# USING THE INFORMATION
(1) In the corporate social responsibility article, list everything that Creating Transformed Value (CTV) is said to involve embracing.
(2) Reproduce the corporate social responsibility article word for word from "Corporate social responsibility &" to "problems and challenges.".

# SELECTED TEXT

Corporate social responsibility & future business leaders

29th April 2022

Author: Dr Virginia Munro

The future evolution of corporate social responsibility (CSR) for small and large organisations and corporations is crucial, as we continue to navigate a world with escalating climate catastrophes and associated wicked problems and challenges.

With public trust already shifted away from governments to businesses (Edelman, 2021) and societal leadership now considered the core function of business (Edelman, 2022), we must ensure that corporate leaders of tomorrow have the skills to solve society's social and environmental challenges.

It's well publicised now that future leaders need to look beyond profit only based scenarios. In doing so they must ensure that businesses expand their social and environmental initiatives and adopt models and frameworks such as Shared Value (Porter & Kramer, 2011), Integrated Value (Visser & Kymal, 2015), and Transformed Value (Munro, 2020a). As I have set out in previous opinion pieces, the equilibrium of profit and common good (also discussed by García-Sánchez and García-Sánchez, 2020), will be the single most important strategy for planet survival. These approaches provide a pathway toward this type of equilibrium, but more needs to be done.

To assist in fully adopting this type of equilibrium, I developed the strategy of Creating Transformed Value (CTV). It is only through strong leadership and adoption of a top-down bottom-up approach (Munro, 2020a) that deep transformation can occur. CTV also involves embracing innovation, inclusion, collaboration, cocreation, and engagement, in a shared, integrated, and deeply transformed networked system. This system's-oriented approach needs to be sustainable, Global Goal (SDG)-related, agile, and authentic with a circular social and environmental mission at its core. However, it is nothing unless its impact is measured correctly. This level of transition requires not only genuine input at all levels of society – it also requires leaders to have a genuine desire toward making change possible for all stakeholders – including the environment as a stakeholder.

# Collected data
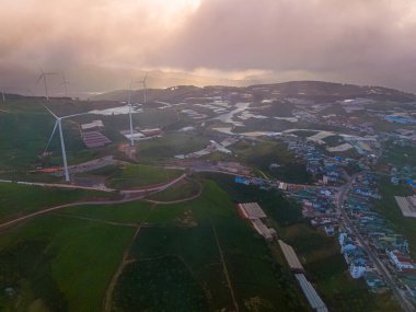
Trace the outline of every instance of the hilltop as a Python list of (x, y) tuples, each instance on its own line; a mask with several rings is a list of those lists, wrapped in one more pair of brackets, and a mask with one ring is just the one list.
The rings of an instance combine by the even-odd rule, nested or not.
[[(416, 95), (394, 89), (372, 85), (356, 85), (323, 81), (289, 81), (282, 83), (254, 84), (250, 86), (194, 86), (178, 85), (165, 89), (148, 89), (147, 97), (149, 101), (171, 101), (180, 102), (186, 96), (204, 96), (207, 91), (220, 93), (252, 93), (262, 99), (267, 94), (279, 100), (284, 97), (308, 99), (314, 102), (330, 102), (356, 97), (366, 97), (375, 101), (413, 102)], [(131, 93), (132, 101), (140, 101), (143, 91), (137, 90)], [(128, 90), (116, 90), (91, 97), (93, 101), (126, 101)]]

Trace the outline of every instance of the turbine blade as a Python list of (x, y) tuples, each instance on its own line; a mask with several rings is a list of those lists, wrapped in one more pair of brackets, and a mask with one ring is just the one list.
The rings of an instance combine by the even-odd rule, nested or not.
[(54, 130), (51, 131), (51, 135), (50, 135), (50, 137), (49, 137), (48, 143), (47, 143), (47, 146), (46, 146), (44, 152), (46, 152), (47, 149), (49, 148), (50, 141), (51, 141), (51, 139), (54, 138), (54, 135), (55, 135), (55, 131), (56, 131), (56, 127), (57, 127), (57, 126), (58, 126), (58, 120), (55, 122)]
[(53, 111), (50, 111), (48, 107), (46, 107), (46, 105), (42, 104), (56, 119), (59, 119), (59, 117), (57, 115), (54, 114)]
[(71, 118), (71, 117), (86, 115), (86, 114), (90, 114), (90, 113), (86, 112), (86, 113), (72, 114), (72, 115), (68, 115), (68, 116), (62, 116), (62, 117), (60, 117), (60, 119)]

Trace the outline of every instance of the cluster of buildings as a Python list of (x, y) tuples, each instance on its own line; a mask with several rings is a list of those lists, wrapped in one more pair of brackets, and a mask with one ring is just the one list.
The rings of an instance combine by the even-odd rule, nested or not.
[(222, 152), (226, 154), (232, 154), (232, 151), (228, 149), (228, 147), (232, 146), (233, 143), (238, 142), (238, 139), (234, 138), (228, 138), (218, 143), (215, 140), (211, 140), (210, 143), (203, 150), (192, 152), (188, 154), (177, 154), (175, 155), (175, 159), (195, 159), (195, 158), (200, 158), (204, 155), (208, 155), (213, 152)]
[(243, 219), (250, 220), (256, 232), (266, 241), (273, 241), (277, 238), (277, 232), (274, 228), (266, 226), (267, 216), (257, 203), (238, 204), (236, 208)]
[(290, 196), (302, 206), (302, 216), (315, 228), (323, 228), (330, 236), (334, 235), (339, 223), (339, 212), (335, 209), (335, 190), (326, 187), (308, 187)]
[[(362, 189), (366, 189), (366, 192), (362, 192)], [(374, 198), (381, 198), (377, 192), (375, 178), (371, 174), (362, 174), (349, 193), (347, 203), (344, 204), (344, 209), (358, 232), (393, 273), (396, 281), (408, 288), (409, 293), (415, 297), (416, 282), (413, 280), (416, 280), (416, 263), (409, 255), (408, 242), (406, 238), (398, 234), (391, 227), (390, 222), (381, 213), (373, 209)], [(351, 242), (349, 249), (353, 250), (353, 257), (350, 258), (359, 259), (359, 266), (356, 263), (350, 264), (350, 267), (355, 266), (356, 269), (355, 275), (353, 276), (351, 273), (351, 276), (356, 278), (363, 276), (367, 281), (367, 271), (371, 271), (371, 280), (370, 282), (367, 281), (367, 284), (375, 291), (383, 289), (384, 286), (381, 281), (373, 282), (378, 274), (375, 268), (366, 257), (362, 247), (354, 243), (353, 234), (347, 234), (347, 232), (339, 233), (339, 243), (342, 244), (343, 241), (342, 246), (345, 249), (349, 238)]]
[[(262, 235), (266, 241), (270, 242), (277, 238), (276, 230), (267, 226), (267, 216), (257, 203), (245, 203), (236, 205), (239, 215), (250, 220), (253, 229)], [(303, 266), (294, 252), (293, 247), (285, 243), (282, 240), (278, 240), (280, 250), (290, 267), (290, 270), (294, 274), (294, 277), (307, 298), (309, 304), (314, 311), (327, 312), (327, 308), (313, 285), (307, 279), (304, 275)]]
[(327, 312), (325, 303), (322, 301), (321, 297), (317, 294), (313, 285), (307, 279), (304, 275), (304, 269), (299, 261), (297, 253), (293, 247), (282, 240), (279, 240), (280, 250), (285, 255), (285, 258), (297, 279), (300, 289), (302, 290), (304, 297), (307, 298), (309, 304), (314, 311)]
[(314, 143), (302, 138), (286, 136), (284, 141), (288, 149), (307, 163), (307, 170), (324, 185), (339, 185), (345, 180), (345, 167), (356, 160), (340, 157), (328, 157)]
[(93, 120), (89, 124), (80, 125), (82, 141), (89, 149), (101, 148), (112, 142), (101, 130), (104, 128), (102, 120)]
[[(120, 131), (120, 134), (126, 139), (128, 139), (128, 140), (131, 139), (131, 132), (130, 132), (130, 130), (123, 130), (123, 131)], [(136, 128), (132, 131), (132, 139), (135, 141), (148, 140), (148, 139), (161, 137), (162, 134), (163, 134), (163, 131), (162, 131), (161, 128), (146, 128), (146, 129)]]
[(390, 170), (390, 182), (393, 185), (405, 183), (416, 188), (416, 166), (404, 165), (400, 169), (392, 166)]

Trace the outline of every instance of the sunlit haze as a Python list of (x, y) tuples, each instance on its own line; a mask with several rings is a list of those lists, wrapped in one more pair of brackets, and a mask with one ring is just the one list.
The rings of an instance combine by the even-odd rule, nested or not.
[[(39, 68), (73, 91), (325, 80), (416, 92), (409, 0), (3, 0), (0, 85), (36, 89)], [(159, 70), (162, 70), (160, 72)], [(244, 81), (240, 82), (244, 84)]]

# EXERCISE RESULTS
(1) innovation, inclusion, collaboration, cocreation, engagement

(2)
Corporate social responsibility & future business leaders

29th April 2022

Author: Dr Virginia Munro

The future evolution of corporate social responsibility (CSR) for small and large organisations and corporations is crucial, as we continue to navigate a world with escalating climate catastrophes and associated wicked problems and challenges.